In the material below, find every line that contains the string "sand" and copy each of those lines. Matching is case-sensitive.
##### Input records #####
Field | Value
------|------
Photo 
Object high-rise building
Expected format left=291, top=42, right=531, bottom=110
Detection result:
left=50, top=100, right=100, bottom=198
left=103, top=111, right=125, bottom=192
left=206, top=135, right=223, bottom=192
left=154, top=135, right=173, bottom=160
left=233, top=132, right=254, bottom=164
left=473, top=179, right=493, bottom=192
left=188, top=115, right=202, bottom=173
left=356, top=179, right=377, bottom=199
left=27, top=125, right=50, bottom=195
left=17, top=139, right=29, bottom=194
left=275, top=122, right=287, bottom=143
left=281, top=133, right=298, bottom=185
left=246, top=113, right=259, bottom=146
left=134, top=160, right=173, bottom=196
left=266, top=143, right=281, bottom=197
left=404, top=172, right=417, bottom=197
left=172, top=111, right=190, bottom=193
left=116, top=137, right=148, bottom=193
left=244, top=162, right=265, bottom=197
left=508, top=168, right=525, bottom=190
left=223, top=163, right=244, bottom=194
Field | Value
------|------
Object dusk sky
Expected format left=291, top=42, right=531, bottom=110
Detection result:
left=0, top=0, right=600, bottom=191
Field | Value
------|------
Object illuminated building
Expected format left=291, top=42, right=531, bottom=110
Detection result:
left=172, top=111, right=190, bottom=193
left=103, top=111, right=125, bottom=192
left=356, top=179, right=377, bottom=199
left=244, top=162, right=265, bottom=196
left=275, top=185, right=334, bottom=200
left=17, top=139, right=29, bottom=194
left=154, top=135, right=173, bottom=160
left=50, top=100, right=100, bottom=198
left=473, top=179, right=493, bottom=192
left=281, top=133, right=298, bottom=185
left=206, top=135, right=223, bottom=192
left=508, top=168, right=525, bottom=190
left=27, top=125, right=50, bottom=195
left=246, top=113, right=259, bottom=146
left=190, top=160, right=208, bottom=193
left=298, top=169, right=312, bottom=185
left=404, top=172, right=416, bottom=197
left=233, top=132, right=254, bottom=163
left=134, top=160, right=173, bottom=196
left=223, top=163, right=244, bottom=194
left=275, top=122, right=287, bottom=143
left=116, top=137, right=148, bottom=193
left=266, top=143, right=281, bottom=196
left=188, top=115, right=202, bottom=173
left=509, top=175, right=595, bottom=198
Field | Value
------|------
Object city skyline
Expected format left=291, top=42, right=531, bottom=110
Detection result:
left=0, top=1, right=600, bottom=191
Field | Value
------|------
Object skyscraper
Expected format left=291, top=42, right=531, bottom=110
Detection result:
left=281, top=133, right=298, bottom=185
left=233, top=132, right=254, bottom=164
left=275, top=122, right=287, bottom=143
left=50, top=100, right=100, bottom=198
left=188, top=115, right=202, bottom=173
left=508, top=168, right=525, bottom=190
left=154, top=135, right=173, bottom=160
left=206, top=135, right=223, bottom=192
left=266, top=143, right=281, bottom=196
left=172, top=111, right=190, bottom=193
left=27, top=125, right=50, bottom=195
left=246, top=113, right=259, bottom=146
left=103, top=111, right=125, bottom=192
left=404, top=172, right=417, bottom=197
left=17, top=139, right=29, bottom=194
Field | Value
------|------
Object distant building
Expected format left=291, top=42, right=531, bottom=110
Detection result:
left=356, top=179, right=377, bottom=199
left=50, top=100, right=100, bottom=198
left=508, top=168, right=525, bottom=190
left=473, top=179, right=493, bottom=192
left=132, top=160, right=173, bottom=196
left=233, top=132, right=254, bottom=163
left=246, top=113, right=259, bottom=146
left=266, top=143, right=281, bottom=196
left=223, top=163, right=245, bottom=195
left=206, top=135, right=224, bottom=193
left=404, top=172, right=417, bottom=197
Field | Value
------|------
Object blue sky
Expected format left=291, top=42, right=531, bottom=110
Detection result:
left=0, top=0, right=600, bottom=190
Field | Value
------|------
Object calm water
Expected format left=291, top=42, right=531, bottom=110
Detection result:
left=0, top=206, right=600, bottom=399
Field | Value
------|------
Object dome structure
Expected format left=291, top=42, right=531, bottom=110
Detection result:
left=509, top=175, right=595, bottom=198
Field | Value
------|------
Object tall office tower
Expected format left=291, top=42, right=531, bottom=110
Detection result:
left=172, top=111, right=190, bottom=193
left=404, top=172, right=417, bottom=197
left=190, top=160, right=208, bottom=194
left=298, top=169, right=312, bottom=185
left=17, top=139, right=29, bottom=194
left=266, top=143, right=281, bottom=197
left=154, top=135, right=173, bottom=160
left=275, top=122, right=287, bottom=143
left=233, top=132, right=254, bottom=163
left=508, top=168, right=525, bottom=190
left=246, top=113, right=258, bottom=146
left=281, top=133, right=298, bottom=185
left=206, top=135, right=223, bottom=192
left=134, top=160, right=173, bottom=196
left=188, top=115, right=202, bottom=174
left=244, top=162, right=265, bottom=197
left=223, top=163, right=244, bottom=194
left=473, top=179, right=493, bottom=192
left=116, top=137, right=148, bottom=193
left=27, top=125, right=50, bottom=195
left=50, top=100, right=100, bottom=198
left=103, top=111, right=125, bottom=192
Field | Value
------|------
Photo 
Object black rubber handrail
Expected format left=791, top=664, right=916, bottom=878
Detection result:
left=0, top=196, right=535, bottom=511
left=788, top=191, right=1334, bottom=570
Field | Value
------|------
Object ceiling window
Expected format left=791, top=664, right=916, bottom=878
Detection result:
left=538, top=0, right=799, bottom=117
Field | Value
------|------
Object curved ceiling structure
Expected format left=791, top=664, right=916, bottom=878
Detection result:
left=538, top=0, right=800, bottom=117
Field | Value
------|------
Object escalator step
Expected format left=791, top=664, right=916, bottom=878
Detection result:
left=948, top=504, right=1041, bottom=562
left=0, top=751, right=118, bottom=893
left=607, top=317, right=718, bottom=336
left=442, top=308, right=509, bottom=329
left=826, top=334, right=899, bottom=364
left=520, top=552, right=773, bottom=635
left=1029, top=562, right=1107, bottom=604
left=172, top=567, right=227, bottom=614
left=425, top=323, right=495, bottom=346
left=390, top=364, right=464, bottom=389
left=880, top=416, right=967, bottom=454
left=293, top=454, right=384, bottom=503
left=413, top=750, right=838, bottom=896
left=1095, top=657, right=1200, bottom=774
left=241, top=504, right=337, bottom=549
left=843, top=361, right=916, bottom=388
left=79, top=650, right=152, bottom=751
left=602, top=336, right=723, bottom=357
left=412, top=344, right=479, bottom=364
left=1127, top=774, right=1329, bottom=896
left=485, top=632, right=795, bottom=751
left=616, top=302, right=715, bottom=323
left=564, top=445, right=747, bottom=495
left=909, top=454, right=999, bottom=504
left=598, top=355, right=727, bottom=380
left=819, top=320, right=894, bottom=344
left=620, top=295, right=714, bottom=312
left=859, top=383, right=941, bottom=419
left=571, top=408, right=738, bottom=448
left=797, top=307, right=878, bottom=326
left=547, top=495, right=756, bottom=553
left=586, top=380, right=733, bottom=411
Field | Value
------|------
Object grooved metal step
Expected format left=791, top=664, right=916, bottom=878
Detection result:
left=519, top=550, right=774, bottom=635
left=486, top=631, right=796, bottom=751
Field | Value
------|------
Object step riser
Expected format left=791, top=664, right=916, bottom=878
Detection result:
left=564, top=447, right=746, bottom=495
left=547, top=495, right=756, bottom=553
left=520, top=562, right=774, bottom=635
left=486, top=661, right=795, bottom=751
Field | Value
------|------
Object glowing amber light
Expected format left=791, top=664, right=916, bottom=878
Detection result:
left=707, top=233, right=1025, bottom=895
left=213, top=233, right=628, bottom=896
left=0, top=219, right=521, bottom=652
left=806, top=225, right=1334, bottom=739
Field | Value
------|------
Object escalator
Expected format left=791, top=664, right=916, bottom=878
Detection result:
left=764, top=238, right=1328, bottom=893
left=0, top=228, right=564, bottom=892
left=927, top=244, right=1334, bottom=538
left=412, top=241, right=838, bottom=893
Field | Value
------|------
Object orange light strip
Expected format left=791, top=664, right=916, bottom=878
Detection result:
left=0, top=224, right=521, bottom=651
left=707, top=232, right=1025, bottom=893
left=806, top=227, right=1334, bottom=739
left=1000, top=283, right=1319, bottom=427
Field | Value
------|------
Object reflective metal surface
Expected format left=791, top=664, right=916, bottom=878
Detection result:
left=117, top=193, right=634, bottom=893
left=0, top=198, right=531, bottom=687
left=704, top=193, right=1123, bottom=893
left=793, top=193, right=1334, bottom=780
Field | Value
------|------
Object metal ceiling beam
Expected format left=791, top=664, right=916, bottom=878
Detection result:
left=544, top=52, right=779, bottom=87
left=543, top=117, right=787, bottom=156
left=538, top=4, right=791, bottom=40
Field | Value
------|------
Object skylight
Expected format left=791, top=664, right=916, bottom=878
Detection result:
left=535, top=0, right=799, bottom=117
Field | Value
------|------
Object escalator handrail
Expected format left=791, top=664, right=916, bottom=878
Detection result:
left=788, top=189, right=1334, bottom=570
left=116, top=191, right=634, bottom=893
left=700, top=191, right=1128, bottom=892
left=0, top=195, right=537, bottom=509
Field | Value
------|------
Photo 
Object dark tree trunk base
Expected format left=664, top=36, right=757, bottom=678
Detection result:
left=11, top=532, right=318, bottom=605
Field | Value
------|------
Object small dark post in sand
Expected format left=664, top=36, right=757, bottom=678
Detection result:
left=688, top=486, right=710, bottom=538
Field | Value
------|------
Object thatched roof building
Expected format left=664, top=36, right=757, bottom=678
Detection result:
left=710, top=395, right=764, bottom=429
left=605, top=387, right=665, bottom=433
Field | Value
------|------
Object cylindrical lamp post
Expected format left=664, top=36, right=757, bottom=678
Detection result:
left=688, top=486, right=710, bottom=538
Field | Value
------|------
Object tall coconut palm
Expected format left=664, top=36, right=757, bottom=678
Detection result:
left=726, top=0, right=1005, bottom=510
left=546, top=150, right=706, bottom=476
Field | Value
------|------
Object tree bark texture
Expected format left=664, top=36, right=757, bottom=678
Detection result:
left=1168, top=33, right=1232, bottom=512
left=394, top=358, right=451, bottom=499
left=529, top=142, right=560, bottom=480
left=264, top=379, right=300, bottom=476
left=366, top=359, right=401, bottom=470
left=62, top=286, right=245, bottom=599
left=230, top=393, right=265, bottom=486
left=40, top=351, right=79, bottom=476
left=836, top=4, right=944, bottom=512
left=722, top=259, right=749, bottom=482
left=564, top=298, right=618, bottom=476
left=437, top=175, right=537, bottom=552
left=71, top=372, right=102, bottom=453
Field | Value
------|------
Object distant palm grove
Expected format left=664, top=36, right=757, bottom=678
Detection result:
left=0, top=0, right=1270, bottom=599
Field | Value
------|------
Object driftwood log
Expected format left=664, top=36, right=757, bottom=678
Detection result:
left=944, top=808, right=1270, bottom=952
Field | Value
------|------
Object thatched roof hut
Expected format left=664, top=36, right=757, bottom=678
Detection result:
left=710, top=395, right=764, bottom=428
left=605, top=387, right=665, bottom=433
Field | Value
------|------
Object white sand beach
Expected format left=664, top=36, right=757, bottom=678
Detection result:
#####
Reply -
Object small dark post in sand
Object white sand beach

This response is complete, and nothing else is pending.